* _What to produce_
Each of the entries should be retyped precisely as it appears.
** Data follows **
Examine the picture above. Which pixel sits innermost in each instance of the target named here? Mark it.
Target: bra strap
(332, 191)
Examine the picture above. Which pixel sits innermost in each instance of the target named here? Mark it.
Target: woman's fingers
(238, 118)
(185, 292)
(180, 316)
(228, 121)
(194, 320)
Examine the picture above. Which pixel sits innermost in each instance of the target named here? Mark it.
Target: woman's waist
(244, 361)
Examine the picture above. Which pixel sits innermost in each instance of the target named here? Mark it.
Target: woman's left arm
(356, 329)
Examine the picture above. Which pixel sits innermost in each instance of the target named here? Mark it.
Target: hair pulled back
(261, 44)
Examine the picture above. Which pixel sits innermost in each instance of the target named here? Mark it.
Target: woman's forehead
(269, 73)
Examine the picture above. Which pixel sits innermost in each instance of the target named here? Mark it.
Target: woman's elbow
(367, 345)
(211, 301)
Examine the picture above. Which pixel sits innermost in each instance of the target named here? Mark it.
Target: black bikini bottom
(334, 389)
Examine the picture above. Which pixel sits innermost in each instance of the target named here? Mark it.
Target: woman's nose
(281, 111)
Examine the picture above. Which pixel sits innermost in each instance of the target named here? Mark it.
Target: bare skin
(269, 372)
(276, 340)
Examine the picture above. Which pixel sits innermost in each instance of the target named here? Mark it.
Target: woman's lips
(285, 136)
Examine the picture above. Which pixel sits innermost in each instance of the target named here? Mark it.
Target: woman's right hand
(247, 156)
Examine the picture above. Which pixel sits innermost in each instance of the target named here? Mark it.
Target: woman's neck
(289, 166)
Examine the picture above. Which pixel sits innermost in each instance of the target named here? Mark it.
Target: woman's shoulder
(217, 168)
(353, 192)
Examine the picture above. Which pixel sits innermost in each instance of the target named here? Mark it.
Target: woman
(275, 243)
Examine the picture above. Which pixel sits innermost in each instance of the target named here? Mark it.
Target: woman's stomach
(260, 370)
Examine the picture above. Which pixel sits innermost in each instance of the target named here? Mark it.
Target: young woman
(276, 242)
** End of Data **
* _Solution to this problem_
Examine the picture above. Which pixel sits innermost in each instance of the target named here? Mark it.
Target: bra strap
(332, 191)
Examine the picture above. Which pixel sits innermost in each instance of the target named here? Mark it.
Target: woman's fingers
(238, 118)
(185, 292)
(180, 316)
(228, 121)
(194, 320)
Examine the picture above. Which pixel sits innermost in each instance of the target named here? Mark it.
Target: woman's waist
(244, 361)
Examine the picture above. Which pixel sits innermost in each instance of the target named here? Mark it.
Target: woman's left arm
(356, 329)
Examine the picture above. Which pixel sits innermost in each instance of the target named here? Mark it.
Target: hair pulled back
(261, 44)
Examine the picture above. Which pixel sits innermost in each instance of the target named here? Mark it.
Target: woman's forehead
(269, 73)
Examine the picture above. Which pixel sits innermost in each instance of the target named here? Mark it.
Target: woman's elbow
(367, 345)
(211, 301)
Examine the picture above. Which pixel sits innermost in each instance of the target named here? Mark it.
Target: black bikini bottom
(334, 389)
Examine the picture above. Which pixel sits innermost in each instance of the target named here? Mark it.
Target: woman's nose
(281, 111)
Examine the picture above. Which pixel sits innermost in each instance of the target named here? Mark it.
Target: bare skin
(269, 372)
(276, 340)
Examine the picture above. Which pixel sits innermost in each instance of the target named here? Mark it.
Target: woman's lips
(285, 136)
Examine the picture above. Which pixel sits innermost in each instance of the target named here? Mark it.
Target: woman's right hand
(247, 156)
Examine the picture above. Which pixel sits innermost in each instance of the target named here? Mark it.
Target: woman's neck
(289, 166)
Examine the picture above. Which pixel sits innermost in each instance of the target named here? Mark it.
Target: woman's shoulder
(217, 168)
(353, 192)
Examine the picture above. Which pixel sits innermost in each instance of the target named here? Mark it.
Target: woman
(275, 243)
Examine the picture above. Which pixel sits innermost in each instance of the target named here? Mark it.
Target: woman's stomach
(260, 370)
Examine the picture above. Which pixel sits innermost in each instance of the target named here? Mark it.
Target: young woman
(276, 242)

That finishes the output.